Study text:
+ + +

It Was Full

August 8, 2015 - Mexico

It feels like 6 weeks in Mexico went by just like that.  One minute, I was on a red eye flight to meet my team at orientation and the next, I was saying goodbye to them at a church in Long Beach.  This summer was so incredibly full: full of moments of joy and of sadness, full of realizations of the brokenness that individuals embody and that systems perpetuate, full of friendship, family, hospitality, and love that ran deep.  Most of all, it was full of the Lord.  It was full of what God was doing and how he was working.  In the darkness, there was light.

It didn’t hit me that we had left Mexico until we got to the church we stayed at the week of debrief.  Happiness, comfort, confusion, grief, and exhaustion hit me all at once and I was so incredibly overwhelmed.  How do I come back from this summer?  How do I even begin to put into words the things that I’ve seen, the people I’ve met, the stories I’ve heard and the encounters with God that I’ve had?  How do I share these moments with family and friends and loved ones?  How do I enter back in to life in America?  How do I leave behind those that I came to love in Mexico?    At first, I felt like I had to figure out all those things before my parents picked me up this past Friday.  I thought that all the processing and learning had to be done in those five days and at the end of it, I had to be ready to share everything with anyone who asked. 

Through debrief, however, I came to see how wrong that expectation was.  Through moments of lament, crying and grieving, moments just listening to my team share stories, and times of quiet where I just sat with the Lord, I realized that there was no way to process these past 7 weeks in 5 days.  Not only could I not do that, I’m not supposed to. I’m allowed to take time to let this experience sink in, it’s ok if I don’t have answers to everyone’s questions, and debrief goes so much farther beyond the week we spent in Long Beach.

+ + +

Required actions:
**A)** In the post about the summer in Mexico, where does the writer say goodbye to the team?
**B)** Carry on the post about the summer in Mexico from its final sentence.

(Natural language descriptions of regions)
+ + +

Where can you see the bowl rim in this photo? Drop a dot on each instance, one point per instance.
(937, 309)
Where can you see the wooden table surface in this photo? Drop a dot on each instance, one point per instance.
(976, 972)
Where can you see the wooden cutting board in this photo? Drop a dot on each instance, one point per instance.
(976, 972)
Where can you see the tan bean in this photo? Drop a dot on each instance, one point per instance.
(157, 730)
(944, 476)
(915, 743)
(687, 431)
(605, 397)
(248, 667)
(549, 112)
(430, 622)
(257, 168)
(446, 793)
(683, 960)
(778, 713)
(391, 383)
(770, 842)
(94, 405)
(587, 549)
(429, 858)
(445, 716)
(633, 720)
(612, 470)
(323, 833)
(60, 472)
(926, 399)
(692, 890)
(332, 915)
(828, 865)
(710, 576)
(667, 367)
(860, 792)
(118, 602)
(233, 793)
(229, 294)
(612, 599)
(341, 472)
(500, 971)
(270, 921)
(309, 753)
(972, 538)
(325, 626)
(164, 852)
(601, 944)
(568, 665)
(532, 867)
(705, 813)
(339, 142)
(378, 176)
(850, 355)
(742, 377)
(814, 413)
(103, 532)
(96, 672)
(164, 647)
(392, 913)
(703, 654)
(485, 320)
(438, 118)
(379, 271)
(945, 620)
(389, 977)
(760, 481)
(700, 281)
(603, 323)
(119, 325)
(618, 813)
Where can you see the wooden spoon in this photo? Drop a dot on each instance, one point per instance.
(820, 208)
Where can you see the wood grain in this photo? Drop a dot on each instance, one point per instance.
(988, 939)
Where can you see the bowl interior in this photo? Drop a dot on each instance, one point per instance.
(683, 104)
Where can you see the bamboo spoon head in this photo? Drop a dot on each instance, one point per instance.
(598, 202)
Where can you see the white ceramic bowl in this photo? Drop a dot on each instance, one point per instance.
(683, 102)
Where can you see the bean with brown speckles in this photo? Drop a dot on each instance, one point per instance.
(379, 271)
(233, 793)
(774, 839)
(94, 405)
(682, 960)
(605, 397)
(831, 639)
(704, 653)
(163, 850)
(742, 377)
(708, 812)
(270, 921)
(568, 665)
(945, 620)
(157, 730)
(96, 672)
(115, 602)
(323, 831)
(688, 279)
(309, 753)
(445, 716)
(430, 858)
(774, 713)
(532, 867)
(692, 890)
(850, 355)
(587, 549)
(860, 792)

+ + +

Written responses:
**A)** At a church in Long Beach.

**B)**
This Trek changed me.  I saw beauty, the way God created the world to be reflected in the hospitality and love that I received.  I saw brokenness, in individuals, in families, and in the systems that have come to oppress so many in Mexico.  I learned what Godly humility looks like, putting yourself in a posture of openhandedness and being willing to learn.  I learned what it means to stand firm in what I have convinced of, life within the context of the Gospel, life with Jesus.  I developed relationships with my team, with the staff I worked with, and with the families I became a part of.  This world was created for good and we broke it, but because of Jesus, we get to be a part of restoring it; this summer was a taste of that restoration. 

As everyone who took part in this summer moves on, we are all going different places.  As a graduate, the real world is before me and in a month and a half, I will be going into the Peace Corps in Guatemala.  Can Jesus be at work in a non Christian context?  Although I doubted this for a long time, he showed me over and over again this summer that regardless of the context, he is working.  This summer, I barely scratched the surface of what it means to be incarnational, missional, marginal, devotional, and communal and I am still figuring out exactly how to put this Trek into words; that is ok.  In this life after Trek, there is only one thing that I am sure of, and that is that I want my life to be reflected by the values that I saw lived out on Trek, in Guatemala and beyond, wherever the Lord leads.